- [Source excerpt]

====

Meteor City was a historic trading post located on historic Route 66 west of the town of Unincorporated Winslow situated in Coconino County, Arizona. Accessing it from interstate 40 (I-40), you would exit at Mile-marker / Exit 239 (Meteor City Road) coming from the east or west.

It has an estimated elevation of  above sea level.

Despite the name, Meteor City was never the name of a town, but rather, it was a trading post. The Meteor City Trading Post, named in honor of the nearby Meteor or Barringer Crater, is the first of three Route 66-inspired roadside attractions located only a few miles apart along a 30-mile stretch west on Interstate 40 from Winslow to Flagstaff: Meteor City; the ghost town of Two Guns and the ruins of the Twin Arrows Trading Post / Diner and Gas Station, which now marks the turnoff for the new Twin Arrows Navajo Casino Resort.

Meteor City was first opened in 1938 and was operated as the Sharber Service Station, under the Texaco brand, by Arizona resident Joe Sharber.

In 1941, an expansion of the property by a new owner, Iowan Jack Newsum, nicknamed “Lonesome Jack,” included the addition of a trading post where visitors could buy gas, groceries and curios. At one time the sign upon entering the area once read, "Population: 1" and later "Population 2" when the service station's proprietor Joseph Sharber married Gloria. A geodesic dome, complete with a bright yellow faux Mohawk, was built in 1979 after the original building burnt down in the 1960s to house the curio shop which was stocked with a variety of items, including moccasins, postcards and Baja shirts.

In March 2017, Mike and Joann Brown purchased Meteor City and are currently working to restore the dome, as well as the surrounding buildings and property .

====

- [Material shown]

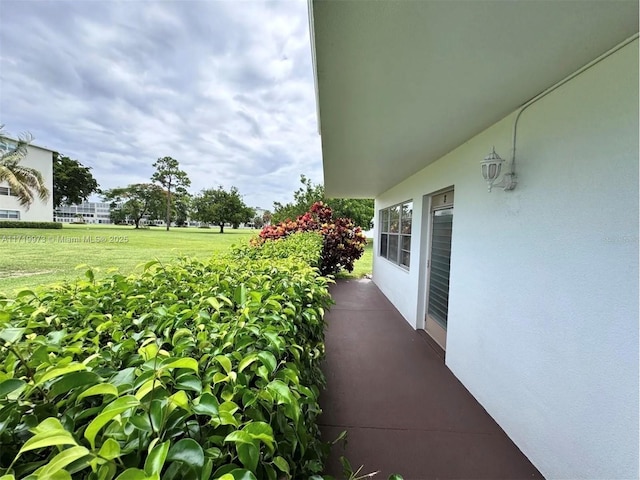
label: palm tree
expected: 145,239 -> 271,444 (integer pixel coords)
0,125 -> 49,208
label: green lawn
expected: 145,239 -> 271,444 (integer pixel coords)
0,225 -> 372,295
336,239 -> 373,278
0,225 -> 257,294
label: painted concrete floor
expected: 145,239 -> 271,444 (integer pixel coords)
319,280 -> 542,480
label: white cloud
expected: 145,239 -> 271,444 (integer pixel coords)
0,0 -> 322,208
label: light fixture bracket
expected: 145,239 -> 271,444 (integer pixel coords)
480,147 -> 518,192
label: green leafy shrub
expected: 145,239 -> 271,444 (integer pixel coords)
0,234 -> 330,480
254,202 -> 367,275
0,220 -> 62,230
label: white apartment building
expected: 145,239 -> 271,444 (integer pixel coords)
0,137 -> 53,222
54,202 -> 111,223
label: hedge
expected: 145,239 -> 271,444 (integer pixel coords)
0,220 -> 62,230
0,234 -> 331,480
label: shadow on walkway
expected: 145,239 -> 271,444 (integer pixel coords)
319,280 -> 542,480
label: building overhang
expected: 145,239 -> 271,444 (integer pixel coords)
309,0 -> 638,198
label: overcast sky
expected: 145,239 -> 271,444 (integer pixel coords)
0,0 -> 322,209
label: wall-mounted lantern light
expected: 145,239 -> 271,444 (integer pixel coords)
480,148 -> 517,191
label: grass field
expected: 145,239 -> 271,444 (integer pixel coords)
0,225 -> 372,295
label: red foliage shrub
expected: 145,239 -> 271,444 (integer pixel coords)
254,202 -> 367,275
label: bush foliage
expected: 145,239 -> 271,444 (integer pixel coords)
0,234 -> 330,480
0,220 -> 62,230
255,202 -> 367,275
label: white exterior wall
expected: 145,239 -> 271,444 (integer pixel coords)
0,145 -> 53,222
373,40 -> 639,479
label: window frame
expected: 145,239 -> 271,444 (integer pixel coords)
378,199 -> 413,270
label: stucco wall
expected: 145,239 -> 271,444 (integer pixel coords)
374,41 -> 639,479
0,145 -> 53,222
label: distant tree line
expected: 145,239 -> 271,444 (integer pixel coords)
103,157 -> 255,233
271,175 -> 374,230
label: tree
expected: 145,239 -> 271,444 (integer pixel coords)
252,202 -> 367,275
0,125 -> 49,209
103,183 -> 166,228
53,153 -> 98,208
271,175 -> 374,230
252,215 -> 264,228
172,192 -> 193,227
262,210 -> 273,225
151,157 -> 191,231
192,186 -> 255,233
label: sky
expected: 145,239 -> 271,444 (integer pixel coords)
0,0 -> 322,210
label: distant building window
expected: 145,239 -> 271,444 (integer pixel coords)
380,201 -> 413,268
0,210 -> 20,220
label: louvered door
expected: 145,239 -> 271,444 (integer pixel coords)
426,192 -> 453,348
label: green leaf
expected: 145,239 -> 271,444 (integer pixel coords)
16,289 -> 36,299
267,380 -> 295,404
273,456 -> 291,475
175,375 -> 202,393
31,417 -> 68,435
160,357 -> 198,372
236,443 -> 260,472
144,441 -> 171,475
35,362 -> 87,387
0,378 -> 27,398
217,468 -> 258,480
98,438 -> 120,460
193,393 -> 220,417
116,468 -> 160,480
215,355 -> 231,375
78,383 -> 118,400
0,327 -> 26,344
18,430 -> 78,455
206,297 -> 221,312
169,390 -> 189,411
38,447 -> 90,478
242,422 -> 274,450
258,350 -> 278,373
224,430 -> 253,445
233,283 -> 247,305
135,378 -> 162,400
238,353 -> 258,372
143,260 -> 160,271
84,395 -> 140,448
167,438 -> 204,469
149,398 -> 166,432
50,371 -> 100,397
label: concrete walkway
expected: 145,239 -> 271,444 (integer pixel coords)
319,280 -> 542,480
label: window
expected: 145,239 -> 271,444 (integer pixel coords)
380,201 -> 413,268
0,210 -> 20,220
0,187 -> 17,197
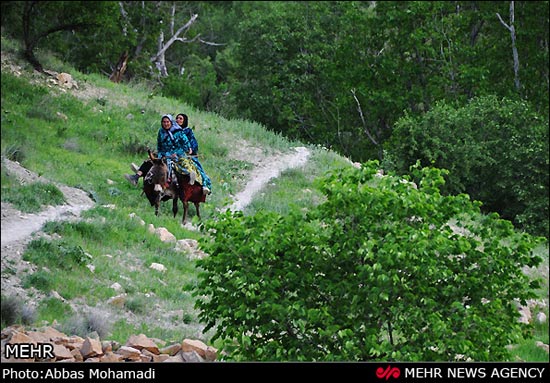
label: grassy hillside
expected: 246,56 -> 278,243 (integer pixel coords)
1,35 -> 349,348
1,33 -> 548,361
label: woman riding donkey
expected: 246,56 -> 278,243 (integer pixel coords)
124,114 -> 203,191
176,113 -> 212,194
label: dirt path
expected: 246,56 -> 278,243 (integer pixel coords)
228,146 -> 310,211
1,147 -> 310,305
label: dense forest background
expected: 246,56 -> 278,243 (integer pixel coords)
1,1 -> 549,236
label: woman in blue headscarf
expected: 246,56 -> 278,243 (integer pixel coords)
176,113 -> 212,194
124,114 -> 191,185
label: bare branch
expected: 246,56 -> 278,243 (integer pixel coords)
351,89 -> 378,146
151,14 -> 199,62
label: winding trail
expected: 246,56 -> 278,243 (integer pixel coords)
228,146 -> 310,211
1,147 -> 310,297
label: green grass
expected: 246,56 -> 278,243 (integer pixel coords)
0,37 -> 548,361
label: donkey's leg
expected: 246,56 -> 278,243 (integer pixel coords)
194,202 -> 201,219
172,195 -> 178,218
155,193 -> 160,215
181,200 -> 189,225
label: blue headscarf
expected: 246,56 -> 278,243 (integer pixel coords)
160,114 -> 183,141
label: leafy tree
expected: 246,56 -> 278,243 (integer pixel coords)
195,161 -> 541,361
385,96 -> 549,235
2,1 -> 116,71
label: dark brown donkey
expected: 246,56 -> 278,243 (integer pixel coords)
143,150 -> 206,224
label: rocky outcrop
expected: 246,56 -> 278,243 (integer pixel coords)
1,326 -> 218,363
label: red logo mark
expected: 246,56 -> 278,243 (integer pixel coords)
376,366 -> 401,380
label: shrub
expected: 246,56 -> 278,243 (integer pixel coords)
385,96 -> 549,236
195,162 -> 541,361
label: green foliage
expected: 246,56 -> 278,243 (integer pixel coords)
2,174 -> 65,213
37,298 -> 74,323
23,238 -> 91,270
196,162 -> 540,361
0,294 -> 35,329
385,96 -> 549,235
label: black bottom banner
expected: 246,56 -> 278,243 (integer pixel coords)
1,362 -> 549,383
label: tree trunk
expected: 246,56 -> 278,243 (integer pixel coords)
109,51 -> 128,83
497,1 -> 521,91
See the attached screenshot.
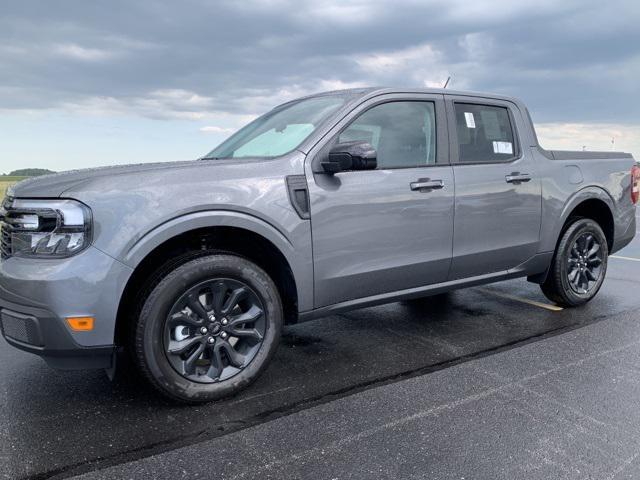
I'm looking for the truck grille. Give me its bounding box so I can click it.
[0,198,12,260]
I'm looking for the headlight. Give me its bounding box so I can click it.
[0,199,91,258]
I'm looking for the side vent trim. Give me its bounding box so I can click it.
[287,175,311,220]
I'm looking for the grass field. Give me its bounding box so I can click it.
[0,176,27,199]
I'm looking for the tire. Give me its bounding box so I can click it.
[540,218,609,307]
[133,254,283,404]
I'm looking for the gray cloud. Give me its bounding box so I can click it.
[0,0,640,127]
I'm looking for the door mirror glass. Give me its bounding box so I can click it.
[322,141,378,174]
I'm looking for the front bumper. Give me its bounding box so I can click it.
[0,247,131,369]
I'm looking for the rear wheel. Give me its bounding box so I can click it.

====

- [Task requirements]
**1)** Translate this sentence from the Meteor City article into Spanish: "Meteor City was first opened in 1938 and was operated as the Sharber Service Station, under the Texaco brand, by Arizona resident Joe Sharber."
**2)** Turn the paragraph of the Meteor City article that opens "Despite the name, Meteor City" into a bulleted list that keeps its main facts.
The data has no connection to the Meteor City article.

- [Results in order]
**1)** Meteor City abrió por primera vez en 1938 y funcionó como la estación de servicio Sharber, bajo la marca Texaco, a cargo de Joe Sharber, residente de Arizona.

**2)**
- Meteor City was never a town; it was a trading post.
- The Meteor City Trading Post is named for the nearby Meteor, or Barringer, Crater.
- It is the first of three Route 66-inspired roadside attractions a few miles apart along a 30-mile stretch of Interstate 40 running west from Winslow to Flagstaff.
- The other two are the ghost town of Two Guns and the ruins of the Twin Arrows Trading Post / Diner and Gas Station.
- The Twin Arrows ruins now mark the turnoff for the new Twin Arrows Navajo Casino Resort.